══ Provided information ══
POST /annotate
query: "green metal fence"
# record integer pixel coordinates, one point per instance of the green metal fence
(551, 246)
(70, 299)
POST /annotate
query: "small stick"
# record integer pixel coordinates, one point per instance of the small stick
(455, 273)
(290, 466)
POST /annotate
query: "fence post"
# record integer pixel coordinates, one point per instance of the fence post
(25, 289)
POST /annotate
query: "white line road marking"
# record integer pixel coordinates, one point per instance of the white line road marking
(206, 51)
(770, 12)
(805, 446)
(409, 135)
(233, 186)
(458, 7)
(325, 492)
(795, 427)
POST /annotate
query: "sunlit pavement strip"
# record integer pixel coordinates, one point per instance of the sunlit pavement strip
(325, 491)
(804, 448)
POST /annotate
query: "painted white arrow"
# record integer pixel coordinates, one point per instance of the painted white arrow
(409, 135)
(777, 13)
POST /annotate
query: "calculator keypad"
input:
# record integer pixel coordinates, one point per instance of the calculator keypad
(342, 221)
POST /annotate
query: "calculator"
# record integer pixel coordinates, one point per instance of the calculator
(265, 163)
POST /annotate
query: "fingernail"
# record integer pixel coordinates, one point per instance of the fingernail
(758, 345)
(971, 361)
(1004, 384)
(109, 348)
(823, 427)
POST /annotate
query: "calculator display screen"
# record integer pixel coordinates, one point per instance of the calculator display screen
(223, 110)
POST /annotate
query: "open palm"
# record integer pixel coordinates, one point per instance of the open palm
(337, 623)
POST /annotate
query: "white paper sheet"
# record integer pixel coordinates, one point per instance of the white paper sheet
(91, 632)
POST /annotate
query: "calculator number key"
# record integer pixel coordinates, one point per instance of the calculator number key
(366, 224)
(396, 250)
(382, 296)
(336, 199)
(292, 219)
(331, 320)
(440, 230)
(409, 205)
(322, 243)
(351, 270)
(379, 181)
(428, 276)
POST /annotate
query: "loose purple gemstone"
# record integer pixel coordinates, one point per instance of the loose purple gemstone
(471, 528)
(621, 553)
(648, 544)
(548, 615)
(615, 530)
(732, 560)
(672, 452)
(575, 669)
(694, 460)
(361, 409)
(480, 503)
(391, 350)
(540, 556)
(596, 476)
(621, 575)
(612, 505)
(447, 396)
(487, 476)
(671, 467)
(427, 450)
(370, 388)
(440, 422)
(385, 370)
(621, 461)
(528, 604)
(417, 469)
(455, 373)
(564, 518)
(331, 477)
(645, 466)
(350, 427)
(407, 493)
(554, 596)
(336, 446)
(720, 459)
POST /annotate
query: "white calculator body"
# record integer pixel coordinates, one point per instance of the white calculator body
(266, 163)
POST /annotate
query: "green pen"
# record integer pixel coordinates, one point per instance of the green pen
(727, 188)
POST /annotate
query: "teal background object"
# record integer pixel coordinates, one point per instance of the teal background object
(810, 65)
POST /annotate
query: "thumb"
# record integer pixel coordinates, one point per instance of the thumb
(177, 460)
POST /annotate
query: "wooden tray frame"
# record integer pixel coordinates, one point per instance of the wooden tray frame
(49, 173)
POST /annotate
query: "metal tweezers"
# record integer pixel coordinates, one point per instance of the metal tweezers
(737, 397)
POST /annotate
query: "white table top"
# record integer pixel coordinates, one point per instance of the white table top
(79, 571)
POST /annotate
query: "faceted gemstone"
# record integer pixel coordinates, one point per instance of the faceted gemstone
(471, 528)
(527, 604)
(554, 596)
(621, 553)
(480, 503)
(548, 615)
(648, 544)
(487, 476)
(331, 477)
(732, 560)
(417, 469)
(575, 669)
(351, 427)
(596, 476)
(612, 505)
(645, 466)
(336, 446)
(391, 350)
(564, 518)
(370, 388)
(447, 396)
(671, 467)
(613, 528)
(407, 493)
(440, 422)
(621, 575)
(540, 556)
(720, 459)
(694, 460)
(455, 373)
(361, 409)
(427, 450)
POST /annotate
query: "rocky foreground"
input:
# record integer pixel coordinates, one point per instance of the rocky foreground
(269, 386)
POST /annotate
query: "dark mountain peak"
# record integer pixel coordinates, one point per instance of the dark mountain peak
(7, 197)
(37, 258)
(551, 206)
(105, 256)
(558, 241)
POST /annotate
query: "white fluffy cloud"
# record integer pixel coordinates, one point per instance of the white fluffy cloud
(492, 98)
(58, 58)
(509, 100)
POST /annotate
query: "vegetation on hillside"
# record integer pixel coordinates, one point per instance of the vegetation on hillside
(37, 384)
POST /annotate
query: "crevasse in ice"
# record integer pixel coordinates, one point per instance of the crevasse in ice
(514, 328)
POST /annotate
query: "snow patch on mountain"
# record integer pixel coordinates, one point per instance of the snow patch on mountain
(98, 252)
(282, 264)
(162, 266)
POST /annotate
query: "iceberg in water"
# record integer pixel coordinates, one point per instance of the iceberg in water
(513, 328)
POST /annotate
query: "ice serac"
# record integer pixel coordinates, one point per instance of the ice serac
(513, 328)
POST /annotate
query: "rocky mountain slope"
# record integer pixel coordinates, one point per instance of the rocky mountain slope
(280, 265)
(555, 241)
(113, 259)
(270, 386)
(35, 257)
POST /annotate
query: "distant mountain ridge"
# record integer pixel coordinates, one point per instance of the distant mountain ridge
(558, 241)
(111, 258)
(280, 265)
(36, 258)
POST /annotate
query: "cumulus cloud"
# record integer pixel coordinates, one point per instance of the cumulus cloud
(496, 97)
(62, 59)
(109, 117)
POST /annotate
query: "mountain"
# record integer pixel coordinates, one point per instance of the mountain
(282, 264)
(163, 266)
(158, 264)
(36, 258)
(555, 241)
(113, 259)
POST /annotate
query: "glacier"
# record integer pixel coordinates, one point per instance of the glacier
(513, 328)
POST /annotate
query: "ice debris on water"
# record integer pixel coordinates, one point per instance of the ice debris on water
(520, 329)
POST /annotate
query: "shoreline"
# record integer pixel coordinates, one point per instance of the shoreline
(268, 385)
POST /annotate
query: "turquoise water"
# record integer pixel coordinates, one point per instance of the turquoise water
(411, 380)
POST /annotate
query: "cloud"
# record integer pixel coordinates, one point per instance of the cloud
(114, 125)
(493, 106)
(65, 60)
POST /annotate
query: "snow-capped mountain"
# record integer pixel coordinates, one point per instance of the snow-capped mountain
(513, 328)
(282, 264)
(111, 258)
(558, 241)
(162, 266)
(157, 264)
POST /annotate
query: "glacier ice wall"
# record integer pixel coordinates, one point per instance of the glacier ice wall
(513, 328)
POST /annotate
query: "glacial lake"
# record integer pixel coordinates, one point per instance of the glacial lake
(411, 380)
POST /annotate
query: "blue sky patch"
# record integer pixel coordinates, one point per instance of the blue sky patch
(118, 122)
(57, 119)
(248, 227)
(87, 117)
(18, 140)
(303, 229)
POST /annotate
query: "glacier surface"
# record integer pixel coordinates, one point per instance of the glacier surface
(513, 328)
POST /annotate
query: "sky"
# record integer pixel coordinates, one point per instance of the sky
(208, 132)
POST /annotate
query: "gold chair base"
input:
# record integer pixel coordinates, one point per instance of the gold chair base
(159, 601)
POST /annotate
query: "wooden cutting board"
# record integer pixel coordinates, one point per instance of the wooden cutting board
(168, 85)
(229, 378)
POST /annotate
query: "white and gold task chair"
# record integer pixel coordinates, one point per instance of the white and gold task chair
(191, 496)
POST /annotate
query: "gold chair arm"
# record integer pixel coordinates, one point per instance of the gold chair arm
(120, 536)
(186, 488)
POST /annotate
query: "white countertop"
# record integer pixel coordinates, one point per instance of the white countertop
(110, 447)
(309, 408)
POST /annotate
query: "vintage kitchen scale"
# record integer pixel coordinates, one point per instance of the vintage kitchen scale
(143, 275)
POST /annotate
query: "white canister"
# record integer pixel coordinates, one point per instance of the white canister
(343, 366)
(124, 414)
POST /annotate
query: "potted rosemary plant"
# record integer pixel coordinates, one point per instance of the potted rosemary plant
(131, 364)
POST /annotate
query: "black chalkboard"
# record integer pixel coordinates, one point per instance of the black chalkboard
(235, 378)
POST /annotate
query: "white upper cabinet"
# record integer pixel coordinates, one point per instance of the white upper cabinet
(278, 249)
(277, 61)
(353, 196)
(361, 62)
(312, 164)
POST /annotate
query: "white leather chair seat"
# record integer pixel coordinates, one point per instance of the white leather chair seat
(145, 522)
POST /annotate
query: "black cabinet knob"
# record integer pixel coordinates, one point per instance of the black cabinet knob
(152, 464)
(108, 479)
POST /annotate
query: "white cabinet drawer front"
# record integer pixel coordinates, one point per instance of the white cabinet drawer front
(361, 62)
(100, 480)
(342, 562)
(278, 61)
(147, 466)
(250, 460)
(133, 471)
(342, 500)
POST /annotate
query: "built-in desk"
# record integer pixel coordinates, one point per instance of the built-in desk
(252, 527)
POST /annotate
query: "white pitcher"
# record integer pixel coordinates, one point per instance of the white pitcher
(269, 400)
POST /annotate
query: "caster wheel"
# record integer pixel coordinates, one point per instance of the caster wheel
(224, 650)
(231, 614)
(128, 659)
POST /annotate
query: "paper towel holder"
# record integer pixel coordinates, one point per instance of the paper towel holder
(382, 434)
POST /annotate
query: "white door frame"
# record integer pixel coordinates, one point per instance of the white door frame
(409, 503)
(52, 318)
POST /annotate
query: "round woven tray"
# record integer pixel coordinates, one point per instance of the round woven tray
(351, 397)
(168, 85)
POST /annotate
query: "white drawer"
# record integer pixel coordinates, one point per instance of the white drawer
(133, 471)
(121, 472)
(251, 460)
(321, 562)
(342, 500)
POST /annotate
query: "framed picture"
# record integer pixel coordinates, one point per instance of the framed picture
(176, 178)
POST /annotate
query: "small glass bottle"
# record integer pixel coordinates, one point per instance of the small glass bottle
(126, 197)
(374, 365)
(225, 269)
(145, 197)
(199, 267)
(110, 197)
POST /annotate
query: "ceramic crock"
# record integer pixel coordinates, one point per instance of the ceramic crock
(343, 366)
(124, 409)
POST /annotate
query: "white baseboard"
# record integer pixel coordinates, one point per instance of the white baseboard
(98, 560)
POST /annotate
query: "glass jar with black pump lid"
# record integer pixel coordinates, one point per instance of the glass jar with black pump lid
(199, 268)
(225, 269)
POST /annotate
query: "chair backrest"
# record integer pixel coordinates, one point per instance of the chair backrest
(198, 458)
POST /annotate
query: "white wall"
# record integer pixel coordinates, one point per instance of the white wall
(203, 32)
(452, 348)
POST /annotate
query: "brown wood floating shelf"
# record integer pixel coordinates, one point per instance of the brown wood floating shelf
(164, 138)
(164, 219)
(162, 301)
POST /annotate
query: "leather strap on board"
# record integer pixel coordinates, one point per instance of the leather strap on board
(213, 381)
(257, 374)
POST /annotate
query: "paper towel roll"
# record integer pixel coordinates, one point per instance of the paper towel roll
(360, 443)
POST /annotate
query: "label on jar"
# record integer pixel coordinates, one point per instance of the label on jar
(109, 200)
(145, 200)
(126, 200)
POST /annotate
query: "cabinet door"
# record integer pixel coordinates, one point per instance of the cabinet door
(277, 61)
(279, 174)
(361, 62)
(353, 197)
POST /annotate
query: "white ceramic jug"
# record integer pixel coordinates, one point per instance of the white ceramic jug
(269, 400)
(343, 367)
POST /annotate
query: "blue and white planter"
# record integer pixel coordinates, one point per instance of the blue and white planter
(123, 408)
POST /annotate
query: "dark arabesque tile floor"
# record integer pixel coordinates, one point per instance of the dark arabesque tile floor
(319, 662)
═══
▶ _Aim_
Count the lines in the rows above that contain the string "drawer", using a case-sensitive match. Reply with the number only.

▶ _Finished exercise_
4